> WHAT IS ASKED:
- 1) In the planning objection, what share of the proposal is declared residential?
- 2) Carry on the planning objection from its final sentence.

> SOURCE TEXT:
╔══

7. Misrepresentation of Land Use
The Act calls for limited residential, commercial, and community uses within the Tourist Commercial zone, where such uses do not compromise the primary purpose of tourism.
This proposal is 47% declared residential, while the 53% “serviced apartments” will almost certainly operate as de facto residential units, especially given Darwin’s known shortage of student accommodation. The proponent’s claim that they represent tourist use is unconvincing.
There is also internal inconsistency: the applicant describes the development as “residential” to avoid a 5m setback requirement, yet does not comply with basic planning requirements for residential units (e.g. private open space).
8. Lack of Community Engagement
There has been no meaningful attempt to engage with nearby residents or community members, despite the proposal’s scale and impacts. Procedural fairness requires genuine consultation, not token advertising.
9. Specific Requests
Given these concerns, we respectfully request that the DCA:
1. Require withdrawal and resubmission of the proposal in a consolidated form that reflects current 2025 circumstances.
2. Require a current traffic and parking impact assessment, capturing post-CDU conditions and commuter changes.
3. Re-exhibit the application with complete, updated information, enabling proper community comment.
Conclusion
Approving amendments based on outdated or incomplete information undermines both the integrity of the planning system and the community’s right to participate meaningfully. PA2025/0247 cannot be properly assessed until it is supported by current, consolidated and accurate evidence, especially regarding traffic, parking, amenity, and land use.
Last week
We asked the planning department (in part)
An example of community disadvantage is for the applicant to request a change the traffic flows while not providing an up-to-date traffic assessment. The original report was done in 2019 with a 2 page addition dated August 23 that uses data from 2022 advising there had been no increase in traffic for 4 years. Since the two-year-old assessment provided, the CDU building has become active presenting the area around this development with a significant increase in day parking.
the response in part
As the applicant has adequately demonstrated that the changes relate to the development approved under DP24/0010, we consider the material provided in the application is acceptable.

╚══

> RECORDED DATA:
╔══

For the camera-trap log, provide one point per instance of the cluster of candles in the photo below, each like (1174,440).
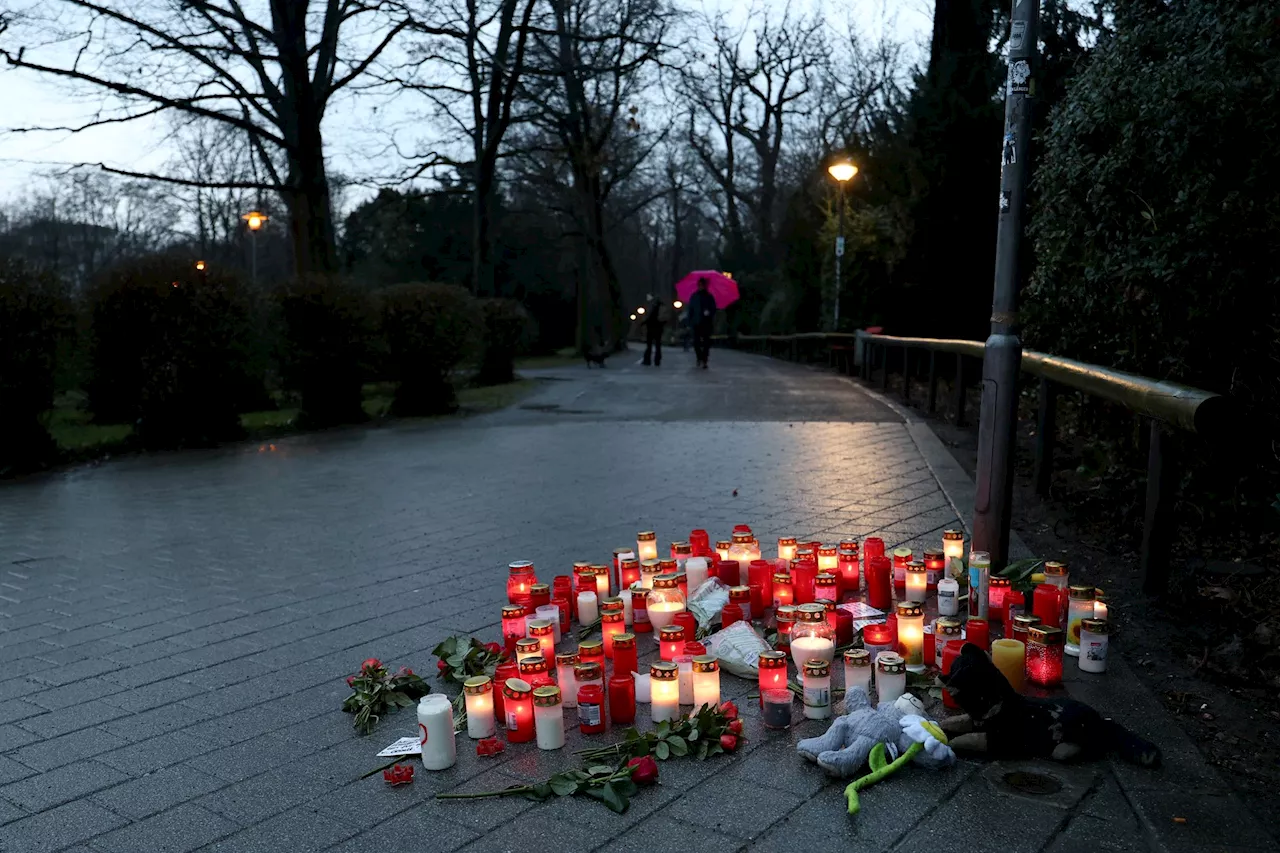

╚══

> ANSWERS TO THE EXERCISE:
- 1) 47%

- 2)
and a critique of that response:
The planner’s reply relies heavily on Clause 1.10(1) to argue that only the amendments need to be assessed, but this sidesteps the core problem: the supporting evidence is outdated and incomplete. By not addressing the traffic/parking data issue (still based on 2019–2022 reports), the response dismisses the real changes in local conditions since the CDU city campus opened in 2024.
The officer asserts the applicant has “adequately demonstrated” the changes but provides no reasoning or evidence to show why outdated material is still acceptable. This shifts the burden to the community to object, rather than ensuring the application is properly supported.
In short, the response is procedurally narrow, dismissive of substantive concerns, and fails to engage with fairness or accuracy.
Re: Amendment to DP24/0010
At: Lots 1287, 1288, 1295 and 1296 Town of Darwin (1-2 Montoro Court and 7-8 Packard Place, Larrakeyah)
2.0
Current Situation and Amendments
Following the engagement of a builder, a number of construction efficiencies have been identified, and subsequently adopted as part of a revised architectural design process. Importantly, these amendments retain the fundamental development outcomes approved through DP24/0010, including:
- 47 / 53% distribution between dwellings-multiple and serviced apartments;
- Generally retaining the same bedroom yield, with a minor increase to overall dwelling yield of one 2
bedroom dwelling-multiple (ground level of building 1); - Two towers of 10 and 11 storeys each;
- Vast majority of car parking within the basement levels;
- No vehicle access / egress to Smith Street; and
- High proportion of ground level communal open space and landscaping.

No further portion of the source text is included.